Referring expression data

--------------------------------

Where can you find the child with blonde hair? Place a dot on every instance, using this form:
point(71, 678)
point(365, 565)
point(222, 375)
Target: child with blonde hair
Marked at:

--------------------------------

**Problem details**
The required output is every line of the entries, starting at the one that contains "point(71, 678)" and ending at the last, copied exactly.

**Result of the task**
point(71, 678)
point(365, 565)
point(222, 375)
Target: child with blonde hair
Marked at:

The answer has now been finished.